▶ [Exercises to complete]
a) In the excerpt on the sale agreement, when does the Closing Date move to the last business day of the month after the one in which the Conditions are met? Answer in one to three sentences.
b) Reproduce the rows exactly, starting with the line that contains "ridged fruit surface." and going on through the end of the rows.

▶ [Excerpt]
━━━━━━━━
4.2.2. Each of the Conditions set out in paragraphs 4.2.1.1 and 4.2.1.2 are not capable of waiver.
4.2.3. The Condition set out in paragraph 4.2.1.3 is capable of waiver by the Purchaser and the Seller by
agreement in writing at any time before the Long Stop Date.
4.3. Closing Date of the Disposal
The Closing Date of the Disposal, in each case unless extended by the Purchaser and the Seller by
agreement in writing, shall be the last business day of the month in which all the Conditions have been
fulfilled or waived, save that:
4.3.1. if all the Conditions are fulfilled or waived on a date falling after the 20th day of the month; and/or
4.3.2. if the last business day of the month in which all the Conditions have been fulfilled or waived is a
date falling less than 10 business days after the date of the passing of the Ordinary Resolution,
then the Closing Date shall be the last business day of the month immediately following the month in which
the Conditions are fulfilled or waived ("Closing Date").
4.4. Other significant terms of the SPA
4.4.1. The SPA contains warranties given by MIH and Metair to the Purchaser, and by the Purchaser in
favour of MIH, which are customary for a transaction of this nature, as well as indemnities in relation
to (i) pre-closing tax liabilities of the Mutlu Group; (ii) anti-trust proceedings against Metair's
subsidiary in Romania and (iii) outstanding occupancy permits in respect of the Mutlu Group's Tuzla
facility.
━━━━━━━━
▶ [Given records]
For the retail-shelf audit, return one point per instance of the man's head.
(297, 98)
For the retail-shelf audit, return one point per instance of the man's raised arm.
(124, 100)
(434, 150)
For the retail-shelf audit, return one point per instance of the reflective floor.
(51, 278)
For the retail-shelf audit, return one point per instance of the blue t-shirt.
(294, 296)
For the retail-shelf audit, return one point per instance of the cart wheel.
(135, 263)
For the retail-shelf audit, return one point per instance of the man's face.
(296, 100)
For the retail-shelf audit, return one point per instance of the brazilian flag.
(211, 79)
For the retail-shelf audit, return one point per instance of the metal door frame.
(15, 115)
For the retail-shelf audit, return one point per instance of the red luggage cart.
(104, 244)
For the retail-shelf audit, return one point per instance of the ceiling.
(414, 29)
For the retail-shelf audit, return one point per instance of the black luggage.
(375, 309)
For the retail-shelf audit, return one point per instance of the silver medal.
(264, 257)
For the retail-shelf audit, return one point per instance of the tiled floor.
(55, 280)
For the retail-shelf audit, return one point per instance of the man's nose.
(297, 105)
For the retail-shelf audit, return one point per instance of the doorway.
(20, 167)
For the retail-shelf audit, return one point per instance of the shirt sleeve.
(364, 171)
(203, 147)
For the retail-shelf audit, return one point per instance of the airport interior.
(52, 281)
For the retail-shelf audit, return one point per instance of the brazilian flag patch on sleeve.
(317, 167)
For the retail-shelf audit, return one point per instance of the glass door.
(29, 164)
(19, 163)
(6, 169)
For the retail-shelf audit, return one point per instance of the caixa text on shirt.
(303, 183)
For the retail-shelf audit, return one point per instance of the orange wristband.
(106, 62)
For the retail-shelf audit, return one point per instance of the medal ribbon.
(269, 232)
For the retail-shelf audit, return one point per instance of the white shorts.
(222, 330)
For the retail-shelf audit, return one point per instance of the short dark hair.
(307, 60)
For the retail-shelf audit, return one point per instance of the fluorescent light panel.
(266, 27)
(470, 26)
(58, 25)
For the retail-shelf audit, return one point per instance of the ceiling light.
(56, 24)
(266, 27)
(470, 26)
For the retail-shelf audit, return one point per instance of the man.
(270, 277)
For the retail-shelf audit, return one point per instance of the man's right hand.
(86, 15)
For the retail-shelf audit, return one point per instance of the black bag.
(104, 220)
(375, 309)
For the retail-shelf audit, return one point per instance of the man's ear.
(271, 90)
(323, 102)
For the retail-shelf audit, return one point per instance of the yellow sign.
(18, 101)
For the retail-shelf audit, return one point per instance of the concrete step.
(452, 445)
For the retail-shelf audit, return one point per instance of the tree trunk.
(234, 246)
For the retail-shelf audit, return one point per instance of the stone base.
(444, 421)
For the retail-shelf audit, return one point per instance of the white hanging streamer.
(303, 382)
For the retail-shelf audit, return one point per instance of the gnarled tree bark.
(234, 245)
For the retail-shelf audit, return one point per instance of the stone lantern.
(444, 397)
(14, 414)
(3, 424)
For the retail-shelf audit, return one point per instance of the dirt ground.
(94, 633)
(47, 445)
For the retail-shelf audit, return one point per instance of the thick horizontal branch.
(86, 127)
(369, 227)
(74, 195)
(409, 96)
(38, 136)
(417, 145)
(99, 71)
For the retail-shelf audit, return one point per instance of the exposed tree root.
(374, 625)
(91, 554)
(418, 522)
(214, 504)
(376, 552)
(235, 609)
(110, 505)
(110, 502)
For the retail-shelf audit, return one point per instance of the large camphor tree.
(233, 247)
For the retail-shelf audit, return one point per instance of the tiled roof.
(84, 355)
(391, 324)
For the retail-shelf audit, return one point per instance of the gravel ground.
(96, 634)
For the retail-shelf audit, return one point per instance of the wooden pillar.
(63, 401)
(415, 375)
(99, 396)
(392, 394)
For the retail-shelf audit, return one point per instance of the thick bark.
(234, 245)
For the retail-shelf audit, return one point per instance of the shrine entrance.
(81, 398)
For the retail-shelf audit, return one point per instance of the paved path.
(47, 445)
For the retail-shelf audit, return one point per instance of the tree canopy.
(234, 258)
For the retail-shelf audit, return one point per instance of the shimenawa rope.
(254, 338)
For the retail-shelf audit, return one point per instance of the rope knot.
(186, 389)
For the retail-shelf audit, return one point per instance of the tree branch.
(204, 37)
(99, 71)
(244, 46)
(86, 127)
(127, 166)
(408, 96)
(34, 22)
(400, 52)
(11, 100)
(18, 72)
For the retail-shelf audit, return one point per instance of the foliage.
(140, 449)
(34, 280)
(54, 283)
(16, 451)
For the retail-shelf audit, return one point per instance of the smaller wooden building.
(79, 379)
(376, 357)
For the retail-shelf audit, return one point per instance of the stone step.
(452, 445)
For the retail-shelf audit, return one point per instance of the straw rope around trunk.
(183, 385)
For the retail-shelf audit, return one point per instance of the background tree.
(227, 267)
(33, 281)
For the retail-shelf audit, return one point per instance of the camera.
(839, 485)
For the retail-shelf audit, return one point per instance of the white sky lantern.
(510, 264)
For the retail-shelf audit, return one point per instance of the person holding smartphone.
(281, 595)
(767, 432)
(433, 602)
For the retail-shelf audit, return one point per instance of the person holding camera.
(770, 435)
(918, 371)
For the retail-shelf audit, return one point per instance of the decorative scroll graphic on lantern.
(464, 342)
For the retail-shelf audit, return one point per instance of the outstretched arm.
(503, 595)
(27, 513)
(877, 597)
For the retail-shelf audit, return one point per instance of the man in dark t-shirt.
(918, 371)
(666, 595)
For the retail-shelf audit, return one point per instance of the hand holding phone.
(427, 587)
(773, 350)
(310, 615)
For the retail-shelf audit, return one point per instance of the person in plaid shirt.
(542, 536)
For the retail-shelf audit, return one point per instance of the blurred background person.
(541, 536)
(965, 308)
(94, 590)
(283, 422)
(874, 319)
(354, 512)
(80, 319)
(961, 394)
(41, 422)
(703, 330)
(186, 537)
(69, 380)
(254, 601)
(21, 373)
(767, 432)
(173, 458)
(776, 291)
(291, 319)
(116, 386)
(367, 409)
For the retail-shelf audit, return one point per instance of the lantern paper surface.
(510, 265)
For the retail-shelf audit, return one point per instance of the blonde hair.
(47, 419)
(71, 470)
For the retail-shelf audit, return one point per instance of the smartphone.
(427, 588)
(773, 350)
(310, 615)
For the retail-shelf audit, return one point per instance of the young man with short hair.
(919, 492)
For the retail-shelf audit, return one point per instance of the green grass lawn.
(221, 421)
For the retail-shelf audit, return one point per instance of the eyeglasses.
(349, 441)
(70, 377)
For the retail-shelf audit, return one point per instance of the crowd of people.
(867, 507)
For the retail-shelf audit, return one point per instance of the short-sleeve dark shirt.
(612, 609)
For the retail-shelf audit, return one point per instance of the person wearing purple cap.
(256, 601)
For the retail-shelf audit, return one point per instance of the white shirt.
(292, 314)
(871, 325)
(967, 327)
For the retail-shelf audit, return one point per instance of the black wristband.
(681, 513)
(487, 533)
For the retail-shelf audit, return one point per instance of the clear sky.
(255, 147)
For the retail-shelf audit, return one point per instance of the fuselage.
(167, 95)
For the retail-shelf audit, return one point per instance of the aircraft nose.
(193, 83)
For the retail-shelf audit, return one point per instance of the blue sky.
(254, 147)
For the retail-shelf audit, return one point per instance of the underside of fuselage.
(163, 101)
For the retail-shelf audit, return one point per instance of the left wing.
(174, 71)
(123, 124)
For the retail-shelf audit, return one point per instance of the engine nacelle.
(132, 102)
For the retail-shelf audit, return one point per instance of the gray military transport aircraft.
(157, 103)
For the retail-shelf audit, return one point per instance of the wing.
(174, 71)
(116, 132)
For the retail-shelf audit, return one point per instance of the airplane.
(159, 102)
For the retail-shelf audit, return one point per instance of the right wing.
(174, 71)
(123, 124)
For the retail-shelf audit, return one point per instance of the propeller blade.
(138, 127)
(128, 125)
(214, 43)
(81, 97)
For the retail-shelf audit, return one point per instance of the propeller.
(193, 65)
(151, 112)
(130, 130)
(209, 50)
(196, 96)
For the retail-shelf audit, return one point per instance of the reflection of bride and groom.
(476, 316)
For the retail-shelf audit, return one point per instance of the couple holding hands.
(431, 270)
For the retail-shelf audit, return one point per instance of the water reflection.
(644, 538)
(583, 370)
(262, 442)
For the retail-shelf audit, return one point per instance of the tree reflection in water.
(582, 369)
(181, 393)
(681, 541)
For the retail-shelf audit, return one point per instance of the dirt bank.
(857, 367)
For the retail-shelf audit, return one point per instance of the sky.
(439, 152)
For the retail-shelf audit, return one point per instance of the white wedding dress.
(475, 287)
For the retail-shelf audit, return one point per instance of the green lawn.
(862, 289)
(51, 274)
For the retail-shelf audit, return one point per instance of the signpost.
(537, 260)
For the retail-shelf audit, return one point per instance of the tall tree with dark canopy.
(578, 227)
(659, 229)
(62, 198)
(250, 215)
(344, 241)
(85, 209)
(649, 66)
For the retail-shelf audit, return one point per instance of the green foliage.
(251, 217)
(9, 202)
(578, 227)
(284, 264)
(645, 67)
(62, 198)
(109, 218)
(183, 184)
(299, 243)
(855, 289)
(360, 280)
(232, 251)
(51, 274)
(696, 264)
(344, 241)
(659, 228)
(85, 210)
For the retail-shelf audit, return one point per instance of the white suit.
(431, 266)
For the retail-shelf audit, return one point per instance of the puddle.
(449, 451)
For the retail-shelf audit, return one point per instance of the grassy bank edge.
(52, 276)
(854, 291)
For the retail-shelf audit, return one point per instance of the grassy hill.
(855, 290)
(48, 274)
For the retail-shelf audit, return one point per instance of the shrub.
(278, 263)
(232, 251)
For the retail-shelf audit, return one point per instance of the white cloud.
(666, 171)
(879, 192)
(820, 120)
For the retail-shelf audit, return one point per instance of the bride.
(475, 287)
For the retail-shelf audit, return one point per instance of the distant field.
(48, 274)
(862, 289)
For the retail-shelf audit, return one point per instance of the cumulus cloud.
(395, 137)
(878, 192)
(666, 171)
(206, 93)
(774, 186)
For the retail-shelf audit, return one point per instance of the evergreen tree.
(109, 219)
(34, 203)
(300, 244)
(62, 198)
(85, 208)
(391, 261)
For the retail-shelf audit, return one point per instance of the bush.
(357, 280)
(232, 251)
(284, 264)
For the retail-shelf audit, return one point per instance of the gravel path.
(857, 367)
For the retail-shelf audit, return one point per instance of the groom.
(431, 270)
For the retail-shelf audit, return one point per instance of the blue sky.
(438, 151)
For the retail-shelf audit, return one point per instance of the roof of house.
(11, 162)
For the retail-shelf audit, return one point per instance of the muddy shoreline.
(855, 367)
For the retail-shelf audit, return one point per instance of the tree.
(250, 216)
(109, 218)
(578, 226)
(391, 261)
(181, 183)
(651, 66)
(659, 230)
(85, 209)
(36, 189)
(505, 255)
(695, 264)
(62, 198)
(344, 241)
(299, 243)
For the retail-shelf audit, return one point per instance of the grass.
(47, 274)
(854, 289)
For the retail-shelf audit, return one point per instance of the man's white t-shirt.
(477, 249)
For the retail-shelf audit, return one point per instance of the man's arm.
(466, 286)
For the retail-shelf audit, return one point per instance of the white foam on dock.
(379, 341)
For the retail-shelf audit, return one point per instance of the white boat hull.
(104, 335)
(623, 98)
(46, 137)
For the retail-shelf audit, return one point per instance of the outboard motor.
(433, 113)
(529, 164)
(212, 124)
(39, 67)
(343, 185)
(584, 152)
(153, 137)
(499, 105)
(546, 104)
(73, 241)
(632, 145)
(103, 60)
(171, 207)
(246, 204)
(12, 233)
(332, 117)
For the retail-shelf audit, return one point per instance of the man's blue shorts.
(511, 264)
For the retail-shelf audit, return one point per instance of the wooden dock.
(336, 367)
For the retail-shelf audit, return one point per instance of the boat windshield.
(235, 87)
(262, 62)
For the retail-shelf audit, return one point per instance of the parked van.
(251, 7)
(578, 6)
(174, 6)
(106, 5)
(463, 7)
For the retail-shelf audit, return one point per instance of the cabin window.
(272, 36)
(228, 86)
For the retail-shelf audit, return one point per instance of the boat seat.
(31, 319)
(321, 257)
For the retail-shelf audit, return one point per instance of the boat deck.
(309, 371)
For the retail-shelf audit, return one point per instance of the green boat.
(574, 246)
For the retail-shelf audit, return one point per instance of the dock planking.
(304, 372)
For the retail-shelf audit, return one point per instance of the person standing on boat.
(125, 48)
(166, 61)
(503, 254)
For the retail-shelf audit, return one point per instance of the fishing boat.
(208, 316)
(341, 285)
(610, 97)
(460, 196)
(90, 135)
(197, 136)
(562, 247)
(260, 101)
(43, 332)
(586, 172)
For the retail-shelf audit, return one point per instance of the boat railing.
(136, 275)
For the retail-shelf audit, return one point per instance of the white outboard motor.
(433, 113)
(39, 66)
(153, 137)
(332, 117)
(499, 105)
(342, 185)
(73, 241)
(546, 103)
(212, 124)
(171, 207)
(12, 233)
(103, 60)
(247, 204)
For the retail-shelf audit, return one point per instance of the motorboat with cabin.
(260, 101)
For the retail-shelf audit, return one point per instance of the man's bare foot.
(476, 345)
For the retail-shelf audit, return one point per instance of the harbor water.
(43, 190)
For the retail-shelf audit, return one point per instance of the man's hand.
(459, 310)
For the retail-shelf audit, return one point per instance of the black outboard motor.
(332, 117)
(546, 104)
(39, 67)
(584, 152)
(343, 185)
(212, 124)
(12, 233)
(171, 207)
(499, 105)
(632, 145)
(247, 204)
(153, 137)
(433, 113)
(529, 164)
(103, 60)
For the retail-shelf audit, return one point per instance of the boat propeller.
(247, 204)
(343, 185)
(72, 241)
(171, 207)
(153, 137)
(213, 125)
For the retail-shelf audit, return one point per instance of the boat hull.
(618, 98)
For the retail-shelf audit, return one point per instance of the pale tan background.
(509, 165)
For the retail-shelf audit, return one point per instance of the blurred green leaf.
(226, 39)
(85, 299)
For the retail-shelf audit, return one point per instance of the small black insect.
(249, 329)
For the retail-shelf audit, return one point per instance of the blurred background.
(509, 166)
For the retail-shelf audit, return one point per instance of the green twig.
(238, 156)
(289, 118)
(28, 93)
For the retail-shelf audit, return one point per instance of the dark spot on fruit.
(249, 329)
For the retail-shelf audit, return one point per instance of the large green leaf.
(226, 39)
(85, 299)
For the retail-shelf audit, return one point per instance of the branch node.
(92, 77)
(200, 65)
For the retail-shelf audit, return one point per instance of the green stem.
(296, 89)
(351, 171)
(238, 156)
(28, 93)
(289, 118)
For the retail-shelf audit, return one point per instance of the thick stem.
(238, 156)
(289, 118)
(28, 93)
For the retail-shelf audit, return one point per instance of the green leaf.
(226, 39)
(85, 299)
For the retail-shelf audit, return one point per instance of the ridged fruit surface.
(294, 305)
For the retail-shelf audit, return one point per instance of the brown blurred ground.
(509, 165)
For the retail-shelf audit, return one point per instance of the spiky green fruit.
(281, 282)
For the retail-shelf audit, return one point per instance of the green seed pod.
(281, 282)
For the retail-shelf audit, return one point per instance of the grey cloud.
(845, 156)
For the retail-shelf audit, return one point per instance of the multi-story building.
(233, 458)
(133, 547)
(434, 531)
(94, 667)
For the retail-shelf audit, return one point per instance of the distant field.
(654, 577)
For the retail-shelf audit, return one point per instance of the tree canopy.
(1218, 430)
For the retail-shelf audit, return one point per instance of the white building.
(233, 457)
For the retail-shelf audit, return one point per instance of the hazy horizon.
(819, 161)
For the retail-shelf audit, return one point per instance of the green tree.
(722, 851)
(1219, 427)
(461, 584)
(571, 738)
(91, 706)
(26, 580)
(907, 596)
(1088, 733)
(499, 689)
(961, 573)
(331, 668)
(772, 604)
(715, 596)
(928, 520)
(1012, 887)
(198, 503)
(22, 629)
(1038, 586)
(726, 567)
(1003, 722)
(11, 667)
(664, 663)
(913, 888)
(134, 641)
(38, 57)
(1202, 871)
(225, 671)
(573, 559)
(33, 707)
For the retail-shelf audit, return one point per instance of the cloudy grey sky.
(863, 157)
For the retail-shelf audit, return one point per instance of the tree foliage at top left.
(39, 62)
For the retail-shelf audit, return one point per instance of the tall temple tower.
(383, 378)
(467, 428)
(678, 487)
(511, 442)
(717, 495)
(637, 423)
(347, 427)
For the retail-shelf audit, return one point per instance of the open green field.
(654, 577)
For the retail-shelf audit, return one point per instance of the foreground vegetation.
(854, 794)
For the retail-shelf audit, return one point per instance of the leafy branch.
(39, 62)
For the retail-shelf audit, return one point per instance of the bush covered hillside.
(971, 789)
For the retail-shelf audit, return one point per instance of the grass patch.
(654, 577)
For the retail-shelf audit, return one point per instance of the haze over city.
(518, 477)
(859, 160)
━━━━━━━━
▶ [Final answers]
a) The Closing Date moves to the last business day of the following month if all the Conditions are fulfilled or waived after the 20th day of the month. It also moves if the last business day of the month in which they are fulfilled or waived falls less than 10 business days after the Ordinary Resolution is passed.

b)
For the retail-shelf audit, return one point per instance of the ridged fruit surface.
(294, 305)
For the retail-shelf audit, return one point per instance of the brown blurred ground.
(509, 165)
For the retail-shelf audit, return one point per instance of the spiky green fruit.
(281, 282)
For the retail-shelf audit, return one point per instance of the green seed pod.
(281, 282)
For the retail-shelf audit, return one point per instance of the grey cloud.
(845, 156)
For the retail-shelf audit, return one point per instance of the multi-story building.
(233, 458)
(133, 547)
(434, 531)
(94, 667)
For the retail-shelf audit, return one point per instance of the distant field.
(654, 577)
For the retail-shelf audit, return one point per instance of the tree canopy.
(1218, 430)
For the retail-shelf audit, return one point per instance of the white building.
(233, 457)
For the retail-shelf audit, return one point per instance of the hazy horizon.
(819, 161)
For the retail-shelf audit, return one point per instance of the green tree.
(722, 851)
(1219, 427)
(461, 584)
(571, 738)
(91, 706)
(26, 580)
(907, 596)
(1088, 733)
(499, 689)
(961, 573)
(331, 668)
(772, 604)
(715, 596)
(928, 520)
(1012, 887)
(198, 503)
(22, 629)
(1038, 586)
(726, 567)
(1003, 722)
(11, 667)
(664, 663)
(913, 888)
(134, 641)
(38, 57)
(1202, 871)
(225, 671)
(573, 559)
(33, 707)
For the retail-shelf audit, return one point per instance of the cloudy grey sky.
(863, 157)
For the retail-shelf audit, return one point per instance of the tree foliage at top left.
(39, 62)
For the retail-shelf audit, return one point per instance of the tall temple tower.
(383, 378)
(467, 428)
(678, 487)
(511, 442)
(717, 495)
(637, 423)
(347, 427)
For the retail-shelf audit, return one point per instance of the open green field.
(654, 577)
For the retail-shelf audit, return one point per instance of the foreground vegetation.
(854, 794)
For the retail-shelf audit, return one point per instance of the leafy branch.
(39, 62)
For the retail-shelf audit, return one point per instance of the bush covered hillside.
(971, 789)
For the retail-shelf audit, return one point per instance of the grass patch.
(654, 577)
For the retail-shelf audit, return one point per instance of the haze over city.
(518, 477)
(859, 160)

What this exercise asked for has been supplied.